> [Required actions]
1. Copy out the DesRoches biography word for word, from "He previously served" to "in STEM fields.".
2. Answer these questions using the DesRoches biography:
(a) How many doctoral students has DesRoches mentored?
(b) How many people were on the team he took to study the 2010 Haiti earthquake?
(c) Where was the Champlain Towers South Condominium?
3. Translate this sentence from the DesRoches biography into Spanish: "His research is highly interdisciplinary and spans micro- to macro-scales."

Source document Start Marker

DesRoches’ primary research interests are in the design of resilient infrastructure systems under extreme loads and the application of smart materials. His research is highly interdisciplinary and spans micro- to macro-scales. He has published approximately 300 articles and delivered more than 100 presentations in over 30 different countries. He also has mentored more than 30 doctoral students, many of whom hold faculty positions at top universities around the world.
A fellow of the American Society of Civil Engineers (ASCE) and the society's Structural Engineering Institute (SEI), DesRoches served as the key technical leader in the United States’ response to the 2010 Haiti earthquake, taking a team of 28 engineers, architects, city planners and social scientists to study the impact of the earthquake. He also has participated in numerous congressional briefings to underscore the critical role that university research must play in addressing the country’s failing infrastructure and enhancing the nation’s resilience to natural hazards.
DesRoches chaired the National Institute of Standards and Technology's (NIST) National Construction Safety Team Advisory Committee (NCST), which is overseeing NIST’s investigation of the collapse of the Champlain Towers South Condominium in Surfside, Florida. He is on the advisory board for the Natural Hazards Engineering Research Infrastructure (NHERI) Simulation Center, the California Department of Transportation Seismic Advisory Board, the Halliburton Labs Clean Tech Accelerator and the HTX Impact Fund, which is focused on minority led startups.
He previously served on the advisory committee for the Engineering Directorate for the National Science Foundation, the National Academies Resilient America Roundtable (RAR), the Global Earthquake Modeling Scientific Board and the National Science Foundation Engineering Advisory Council. In recent years, DesRoches has testified before U.S. House and Senate subcommittees on the science of earthquake resilience, and he has participated in Washington, D.C., roundtables for media and congressional staffers on topics ranging from disaster preparedness to challenges for African American men in STEM fields.

Source document End Marker
Provided data Start Marker

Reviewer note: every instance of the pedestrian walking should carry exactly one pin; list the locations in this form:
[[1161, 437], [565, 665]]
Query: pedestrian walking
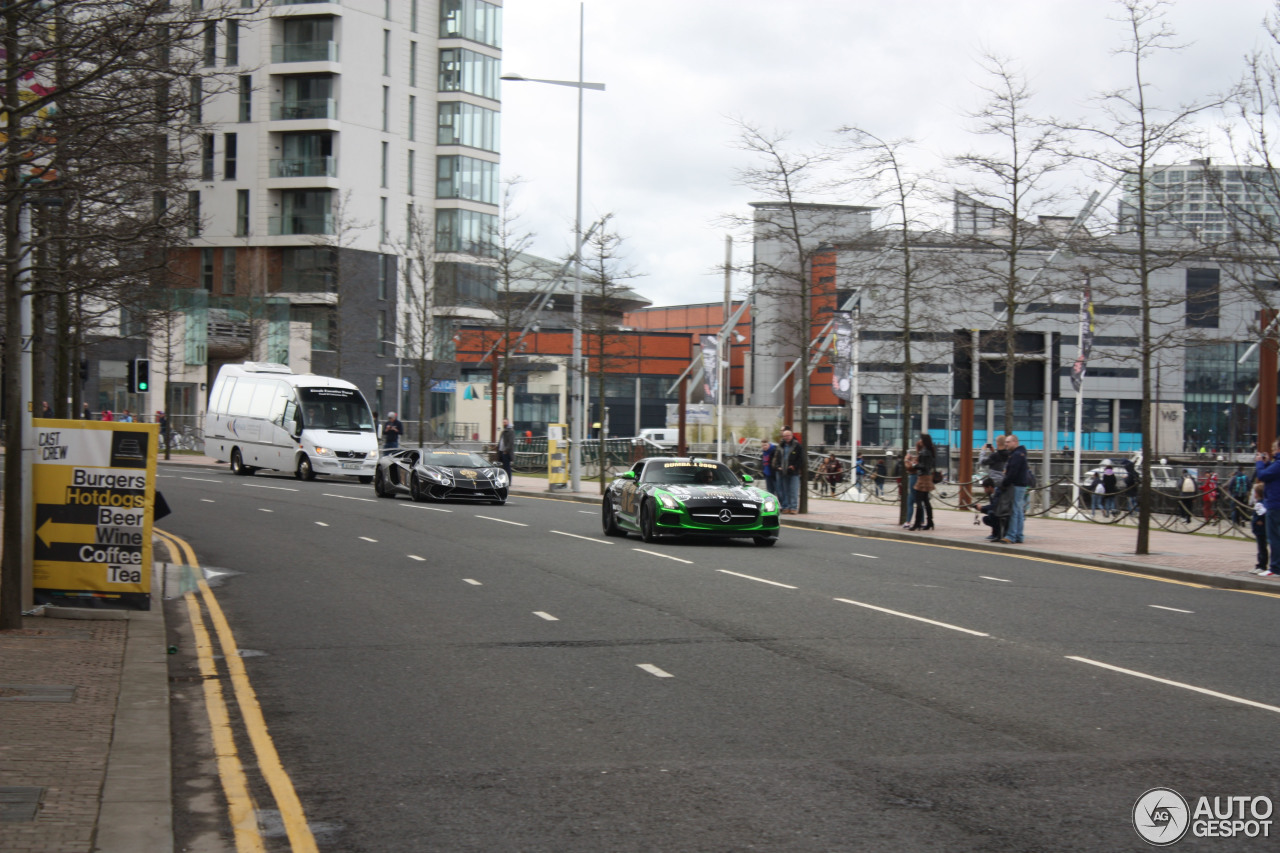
[[392, 430], [1258, 524], [506, 446], [789, 468], [1016, 478]]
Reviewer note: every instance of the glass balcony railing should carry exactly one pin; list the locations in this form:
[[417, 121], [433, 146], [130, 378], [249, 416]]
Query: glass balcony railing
[[305, 51], [304, 168], [300, 224], [309, 108]]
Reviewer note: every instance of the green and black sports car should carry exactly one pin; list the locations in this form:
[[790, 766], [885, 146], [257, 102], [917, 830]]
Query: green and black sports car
[[672, 496]]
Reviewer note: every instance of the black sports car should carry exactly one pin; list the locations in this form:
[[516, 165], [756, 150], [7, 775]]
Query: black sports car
[[440, 475], [667, 495]]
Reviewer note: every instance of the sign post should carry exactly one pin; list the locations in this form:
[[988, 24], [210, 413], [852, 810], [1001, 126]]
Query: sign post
[[94, 488]]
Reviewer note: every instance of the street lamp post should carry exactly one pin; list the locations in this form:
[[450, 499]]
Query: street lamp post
[[576, 363]]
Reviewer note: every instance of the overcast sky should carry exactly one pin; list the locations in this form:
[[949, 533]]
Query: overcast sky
[[658, 149]]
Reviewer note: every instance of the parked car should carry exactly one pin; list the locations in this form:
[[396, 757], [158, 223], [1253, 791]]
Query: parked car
[[440, 475], [676, 496]]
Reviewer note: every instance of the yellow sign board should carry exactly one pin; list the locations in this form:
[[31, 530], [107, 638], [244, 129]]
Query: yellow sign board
[[94, 488]]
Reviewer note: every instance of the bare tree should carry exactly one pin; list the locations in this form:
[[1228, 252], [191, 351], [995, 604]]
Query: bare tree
[[1137, 133]]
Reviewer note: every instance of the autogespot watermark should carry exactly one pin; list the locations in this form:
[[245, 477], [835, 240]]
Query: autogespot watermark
[[1162, 816]]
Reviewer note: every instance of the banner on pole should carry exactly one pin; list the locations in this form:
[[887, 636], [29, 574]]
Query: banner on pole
[[711, 369], [1082, 356]]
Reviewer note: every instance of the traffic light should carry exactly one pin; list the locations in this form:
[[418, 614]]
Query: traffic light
[[142, 375]]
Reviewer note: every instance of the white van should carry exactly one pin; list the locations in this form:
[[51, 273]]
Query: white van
[[264, 415]]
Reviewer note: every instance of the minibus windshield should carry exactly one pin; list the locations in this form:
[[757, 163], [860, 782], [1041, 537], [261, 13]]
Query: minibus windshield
[[342, 409]]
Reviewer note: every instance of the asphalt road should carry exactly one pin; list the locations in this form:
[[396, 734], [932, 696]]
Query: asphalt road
[[478, 678]]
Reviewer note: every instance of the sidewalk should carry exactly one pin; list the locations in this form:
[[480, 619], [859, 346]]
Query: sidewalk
[[85, 763]]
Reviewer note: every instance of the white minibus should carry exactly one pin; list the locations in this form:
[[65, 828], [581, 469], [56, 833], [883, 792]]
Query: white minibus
[[264, 415]]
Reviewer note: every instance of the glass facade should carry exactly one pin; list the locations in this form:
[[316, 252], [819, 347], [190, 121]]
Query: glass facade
[[460, 177], [466, 71], [465, 231], [467, 124], [472, 19]]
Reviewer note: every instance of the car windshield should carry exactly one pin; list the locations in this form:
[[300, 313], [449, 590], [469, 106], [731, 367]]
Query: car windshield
[[342, 409], [689, 473], [453, 459]]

Provided data End Marker

> [Written responses]
1.
He previously served on the advisory committee for the Engineering Directorate for the National Science Foundation, the National Academies Resilient America Roundtable (RAR), the Global Earthquake Modeling Scientific Board and the National Science Foundation Engineering Advisory Council. In recent years, DesRoches has testified before U.S. House and Senate subcommittees on the science of earthquake resilience, and he has participated in Washington, D.C., roundtables for media and congressional staffers on topics ranging from disaster preparedness to challenges for African American men in STEM fields.

2.
(a) More than 30
(b) 28
(c) Surfside, Florida

3. Su investigación es altamente interdisciplinaria y abarca desde la microescala hasta la macroescala.